• [DESCRIPTION OF THE TASK]
Line by line, output the data that follows exactly as written.

━━━━━ GIVEN ENTRIES ━━━━━

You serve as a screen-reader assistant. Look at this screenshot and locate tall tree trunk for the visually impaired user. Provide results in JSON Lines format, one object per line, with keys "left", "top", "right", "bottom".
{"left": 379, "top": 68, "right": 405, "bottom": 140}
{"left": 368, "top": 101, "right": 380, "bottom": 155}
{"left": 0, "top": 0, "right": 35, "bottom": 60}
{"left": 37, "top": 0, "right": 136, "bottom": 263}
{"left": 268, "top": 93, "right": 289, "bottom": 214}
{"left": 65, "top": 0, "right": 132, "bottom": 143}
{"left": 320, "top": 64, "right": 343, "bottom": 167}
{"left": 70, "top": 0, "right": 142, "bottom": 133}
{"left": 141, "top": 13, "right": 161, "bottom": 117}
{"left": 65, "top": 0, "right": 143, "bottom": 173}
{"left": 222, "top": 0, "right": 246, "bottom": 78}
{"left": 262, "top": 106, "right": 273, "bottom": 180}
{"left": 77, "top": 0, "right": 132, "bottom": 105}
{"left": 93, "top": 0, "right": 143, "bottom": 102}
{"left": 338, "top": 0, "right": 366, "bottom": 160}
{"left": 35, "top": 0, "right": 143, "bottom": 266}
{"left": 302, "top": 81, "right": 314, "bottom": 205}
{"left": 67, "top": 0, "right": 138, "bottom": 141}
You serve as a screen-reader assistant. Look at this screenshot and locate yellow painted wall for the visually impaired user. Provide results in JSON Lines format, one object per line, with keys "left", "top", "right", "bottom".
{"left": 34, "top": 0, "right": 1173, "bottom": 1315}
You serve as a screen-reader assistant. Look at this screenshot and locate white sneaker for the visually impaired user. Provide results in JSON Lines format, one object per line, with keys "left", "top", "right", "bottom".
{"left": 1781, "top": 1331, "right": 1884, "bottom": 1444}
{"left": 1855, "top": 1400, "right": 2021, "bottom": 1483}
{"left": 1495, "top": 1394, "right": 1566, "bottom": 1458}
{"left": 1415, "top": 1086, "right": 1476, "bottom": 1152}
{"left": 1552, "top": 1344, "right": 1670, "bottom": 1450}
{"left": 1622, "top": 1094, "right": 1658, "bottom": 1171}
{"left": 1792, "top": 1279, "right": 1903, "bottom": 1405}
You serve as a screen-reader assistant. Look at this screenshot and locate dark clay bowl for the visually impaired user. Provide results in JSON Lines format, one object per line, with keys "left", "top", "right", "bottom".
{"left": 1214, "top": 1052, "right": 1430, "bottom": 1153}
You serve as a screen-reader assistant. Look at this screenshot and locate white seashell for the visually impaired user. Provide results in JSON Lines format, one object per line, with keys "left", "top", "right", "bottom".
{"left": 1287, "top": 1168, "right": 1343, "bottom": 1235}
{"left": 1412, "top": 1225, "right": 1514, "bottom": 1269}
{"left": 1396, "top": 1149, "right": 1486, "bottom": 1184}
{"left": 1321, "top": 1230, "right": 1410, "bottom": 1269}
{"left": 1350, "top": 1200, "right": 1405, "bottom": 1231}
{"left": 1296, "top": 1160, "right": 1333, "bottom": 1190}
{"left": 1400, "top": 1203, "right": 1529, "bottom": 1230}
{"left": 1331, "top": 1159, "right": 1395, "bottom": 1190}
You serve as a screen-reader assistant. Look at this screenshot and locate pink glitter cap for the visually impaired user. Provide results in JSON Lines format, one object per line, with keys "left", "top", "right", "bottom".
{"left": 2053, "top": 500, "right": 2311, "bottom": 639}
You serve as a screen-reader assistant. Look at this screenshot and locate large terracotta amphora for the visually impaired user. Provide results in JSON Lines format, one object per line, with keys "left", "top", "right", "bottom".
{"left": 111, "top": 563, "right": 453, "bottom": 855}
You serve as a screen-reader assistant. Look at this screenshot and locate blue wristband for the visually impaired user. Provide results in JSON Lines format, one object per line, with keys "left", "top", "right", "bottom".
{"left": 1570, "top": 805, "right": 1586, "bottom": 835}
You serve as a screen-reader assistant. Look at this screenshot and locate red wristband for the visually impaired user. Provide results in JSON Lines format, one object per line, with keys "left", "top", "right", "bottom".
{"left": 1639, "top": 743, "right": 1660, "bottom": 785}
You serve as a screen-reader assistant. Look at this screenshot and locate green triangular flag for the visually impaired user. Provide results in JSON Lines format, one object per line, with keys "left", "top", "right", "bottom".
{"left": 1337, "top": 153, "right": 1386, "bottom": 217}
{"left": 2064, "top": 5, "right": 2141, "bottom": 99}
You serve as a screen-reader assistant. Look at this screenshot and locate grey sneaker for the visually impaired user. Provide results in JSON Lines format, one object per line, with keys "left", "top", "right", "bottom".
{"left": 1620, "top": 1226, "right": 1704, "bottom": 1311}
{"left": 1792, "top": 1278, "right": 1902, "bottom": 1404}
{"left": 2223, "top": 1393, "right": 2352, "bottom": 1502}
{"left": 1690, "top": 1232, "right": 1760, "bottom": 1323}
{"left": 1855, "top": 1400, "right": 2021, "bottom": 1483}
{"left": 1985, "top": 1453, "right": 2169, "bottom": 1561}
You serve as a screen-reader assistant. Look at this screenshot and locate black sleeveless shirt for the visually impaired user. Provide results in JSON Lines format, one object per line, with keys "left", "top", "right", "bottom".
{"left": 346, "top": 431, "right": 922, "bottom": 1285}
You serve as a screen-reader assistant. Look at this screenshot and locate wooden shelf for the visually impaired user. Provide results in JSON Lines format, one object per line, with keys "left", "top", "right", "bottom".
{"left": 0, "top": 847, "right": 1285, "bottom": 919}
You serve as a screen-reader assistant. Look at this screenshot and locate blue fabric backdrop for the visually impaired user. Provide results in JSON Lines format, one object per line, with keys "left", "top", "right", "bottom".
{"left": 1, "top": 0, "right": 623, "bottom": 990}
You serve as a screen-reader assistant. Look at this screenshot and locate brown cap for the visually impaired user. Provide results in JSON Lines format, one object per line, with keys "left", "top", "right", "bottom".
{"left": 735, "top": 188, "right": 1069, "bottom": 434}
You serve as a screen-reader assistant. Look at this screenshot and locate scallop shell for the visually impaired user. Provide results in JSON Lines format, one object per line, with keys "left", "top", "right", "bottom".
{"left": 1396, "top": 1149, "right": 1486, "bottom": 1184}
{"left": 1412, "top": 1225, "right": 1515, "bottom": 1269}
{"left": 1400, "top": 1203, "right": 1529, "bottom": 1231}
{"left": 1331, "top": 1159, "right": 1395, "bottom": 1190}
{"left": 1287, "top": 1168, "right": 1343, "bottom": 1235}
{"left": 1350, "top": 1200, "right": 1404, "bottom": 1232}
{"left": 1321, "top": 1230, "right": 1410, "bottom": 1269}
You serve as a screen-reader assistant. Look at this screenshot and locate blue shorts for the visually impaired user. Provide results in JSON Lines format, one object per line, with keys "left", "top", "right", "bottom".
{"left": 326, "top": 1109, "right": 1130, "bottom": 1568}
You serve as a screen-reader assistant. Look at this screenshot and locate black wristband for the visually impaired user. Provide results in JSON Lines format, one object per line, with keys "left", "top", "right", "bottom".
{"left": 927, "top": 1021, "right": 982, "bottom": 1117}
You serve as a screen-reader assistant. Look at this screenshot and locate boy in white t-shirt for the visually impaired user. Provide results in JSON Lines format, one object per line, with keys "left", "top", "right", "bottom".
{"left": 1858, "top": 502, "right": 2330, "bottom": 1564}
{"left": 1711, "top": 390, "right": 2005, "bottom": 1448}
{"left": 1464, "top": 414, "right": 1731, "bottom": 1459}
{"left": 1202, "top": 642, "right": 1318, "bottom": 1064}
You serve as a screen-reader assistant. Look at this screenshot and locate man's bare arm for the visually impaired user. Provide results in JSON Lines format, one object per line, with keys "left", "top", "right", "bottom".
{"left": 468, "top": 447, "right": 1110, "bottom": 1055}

━━━━━

• [EXPECTED ANSWER]
You serve as a screen-reader assistant. Look at this screenshot and locate tall tree trunk for the visually impaired user. Provide results in JSON Lines format, one object per line, with keys "left", "top", "right", "bottom".
{"left": 379, "top": 68, "right": 405, "bottom": 140}
{"left": 368, "top": 101, "right": 380, "bottom": 155}
{"left": 0, "top": 0, "right": 35, "bottom": 60}
{"left": 37, "top": 0, "right": 136, "bottom": 263}
{"left": 268, "top": 93, "right": 289, "bottom": 214}
{"left": 65, "top": 0, "right": 132, "bottom": 143}
{"left": 320, "top": 64, "right": 343, "bottom": 167}
{"left": 70, "top": 0, "right": 142, "bottom": 133}
{"left": 141, "top": 13, "right": 161, "bottom": 117}
{"left": 65, "top": 0, "right": 143, "bottom": 173}
{"left": 222, "top": 0, "right": 246, "bottom": 78}
{"left": 262, "top": 106, "right": 273, "bottom": 180}
{"left": 77, "top": 0, "right": 132, "bottom": 105}
{"left": 93, "top": 0, "right": 143, "bottom": 102}
{"left": 338, "top": 0, "right": 366, "bottom": 160}
{"left": 35, "top": 0, "right": 143, "bottom": 266}
{"left": 302, "top": 81, "right": 314, "bottom": 205}
{"left": 67, "top": 0, "right": 138, "bottom": 141}
You serve as a screen-reader assistant. Look at this screenshot and locate yellow painted wall for the visually impaired user. Provide results in JSON Lines format, one object per line, with keys "left", "top", "right", "bottom".
{"left": 34, "top": 0, "right": 1173, "bottom": 1315}
You serve as a screen-reader assistant. Look at this screenshot and locate white sneaker for the visually impaired user. Provide results in JSON Lines format, one object per line, with keys "left", "top", "right", "bottom".
{"left": 1781, "top": 1331, "right": 1884, "bottom": 1444}
{"left": 1855, "top": 1400, "right": 2021, "bottom": 1483}
{"left": 1495, "top": 1394, "right": 1566, "bottom": 1458}
{"left": 1415, "top": 1086, "right": 1476, "bottom": 1152}
{"left": 1552, "top": 1344, "right": 1670, "bottom": 1450}
{"left": 1622, "top": 1094, "right": 1658, "bottom": 1171}
{"left": 1792, "top": 1279, "right": 1903, "bottom": 1405}
You serve as a screen-reader assistant. Look at this screenshot and locate dark clay bowl for the visually impaired user. Provide results in JSON Lines format, one object per line, with keys "left", "top", "right", "bottom".
{"left": 1214, "top": 1052, "right": 1430, "bottom": 1153}
You serve as a screen-reader assistant. Look at this screenshot and locate white seashell for the visually impaired user. Provide results in JSON Lines format, one object per line, with keys "left", "top", "right", "bottom".
{"left": 1287, "top": 1168, "right": 1343, "bottom": 1235}
{"left": 1412, "top": 1225, "right": 1514, "bottom": 1269}
{"left": 1396, "top": 1149, "right": 1486, "bottom": 1184}
{"left": 1321, "top": 1230, "right": 1410, "bottom": 1269}
{"left": 1350, "top": 1200, "right": 1405, "bottom": 1231}
{"left": 1296, "top": 1160, "right": 1333, "bottom": 1190}
{"left": 1400, "top": 1203, "right": 1529, "bottom": 1230}
{"left": 1331, "top": 1159, "right": 1395, "bottom": 1190}
You serve as a screen-reader assistant. Look at this screenshot and locate pink glitter cap for the visually impaired user. Provide results in JSON Lines format, one object per line, with keys "left", "top", "right", "bottom".
{"left": 2053, "top": 500, "right": 2311, "bottom": 639}
You serve as a screen-reader assistant. Look at this screenshot and locate large terracotta amphora for the visually impaired user. Provide results in JSON Lines format, one object per line, with keys "left", "top", "right", "bottom".
{"left": 111, "top": 563, "right": 453, "bottom": 855}
You serve as a screen-reader assistant. Look at this screenshot and locate blue wristband for the visually impaired user. Provide results in JSON Lines format, one object per line, with keys "left", "top", "right", "bottom".
{"left": 1570, "top": 805, "right": 1586, "bottom": 835}
You serve as a screen-reader assistant. Look at this screenshot and locate red wristband for the visually impaired user. Provide results in JSON Lines format, one object per line, with keys "left", "top", "right", "bottom".
{"left": 1639, "top": 743, "right": 1660, "bottom": 785}
You serve as a screen-reader assistant. Look at this screenshot and locate green triangular flag for the visually impaired user. Provide results in JSON Lines format, one object per line, with keys "left", "top", "right", "bottom".
{"left": 1337, "top": 153, "right": 1386, "bottom": 217}
{"left": 2064, "top": 5, "right": 2141, "bottom": 99}
You serve as a screen-reader assistant. Look at this screenshot and locate grey sneaker for the visually impaired user. Provide results in JSON Lines format, one object per line, with keys "left", "top", "right", "bottom".
{"left": 1620, "top": 1226, "right": 1704, "bottom": 1311}
{"left": 1792, "top": 1278, "right": 1902, "bottom": 1404}
{"left": 2223, "top": 1393, "right": 2352, "bottom": 1502}
{"left": 1690, "top": 1232, "right": 1760, "bottom": 1323}
{"left": 1855, "top": 1400, "right": 2021, "bottom": 1483}
{"left": 1985, "top": 1453, "right": 2169, "bottom": 1561}
You serve as a screen-reader assistant. Look at this screenshot and locate black sleeveless shirt for the visually impaired user. Provide results in JSON Lines format, one object per line, with keys "left", "top", "right", "bottom".
{"left": 346, "top": 431, "right": 922, "bottom": 1285}
You serve as a screen-reader assistant. Look at this screenshot and locate wooden shelf for the visually impaired user. Provide results in JSON Lines format, one object per line, with keys "left", "top", "right", "bottom".
{"left": 0, "top": 847, "right": 1285, "bottom": 919}
You serve as a screen-reader assistant. Look at this screenshot and locate blue fabric backdrop for the visually impaired user. Provide results in JSON Lines format, one object per line, with keys "left", "top", "right", "bottom".
{"left": 1, "top": 0, "right": 623, "bottom": 990}
You serve as a screen-reader assistant. Look at this screenshot and locate brown cap for the visually impaired user. Provide results in JSON Lines format, one object per line, with keys "left", "top", "right", "bottom".
{"left": 735, "top": 188, "right": 1069, "bottom": 434}
You serve as a screen-reader assistant. Look at this screenshot and locate scallop shell for the visually impaired user. Provide results in JSON Lines format, one object per line, with keys "left", "top", "right", "bottom".
{"left": 1396, "top": 1149, "right": 1486, "bottom": 1184}
{"left": 1412, "top": 1225, "right": 1515, "bottom": 1269}
{"left": 1400, "top": 1203, "right": 1529, "bottom": 1231}
{"left": 1331, "top": 1159, "right": 1395, "bottom": 1190}
{"left": 1287, "top": 1168, "right": 1343, "bottom": 1235}
{"left": 1350, "top": 1200, "right": 1404, "bottom": 1232}
{"left": 1321, "top": 1230, "right": 1410, "bottom": 1269}
You serve as a screen-reader assistant. Look at this screenshot and locate blue shorts for the visually impaired user. Provide results in JSON Lines format, one object per line, with keys "left", "top", "right", "bottom".
{"left": 326, "top": 1109, "right": 1130, "bottom": 1568}
You serve as a screen-reader assistant. Look at this screenshot and locate black wristband for the visually impaired user. Provide results in JSON Lines format, one object per line, with keys "left", "top", "right", "bottom".
{"left": 927, "top": 1021, "right": 982, "bottom": 1117}
You serve as a screen-reader assistant. Look at this screenshot and locate boy in white t-shirt for the visually impaired user. Provide results in JSON Lines format, one object per line, with keys "left", "top", "right", "bottom".
{"left": 1858, "top": 502, "right": 2330, "bottom": 1564}
{"left": 1711, "top": 390, "right": 2005, "bottom": 1448}
{"left": 1464, "top": 414, "right": 1731, "bottom": 1459}
{"left": 1202, "top": 642, "right": 1318, "bottom": 1064}
You serve as a screen-reader assistant. Look at this screenshot and locate man's bare arm for the visually impaired user. Provide results in JSON Lines format, one object per line, with keys "left", "top", "right", "bottom".
{"left": 468, "top": 447, "right": 1110, "bottom": 1055}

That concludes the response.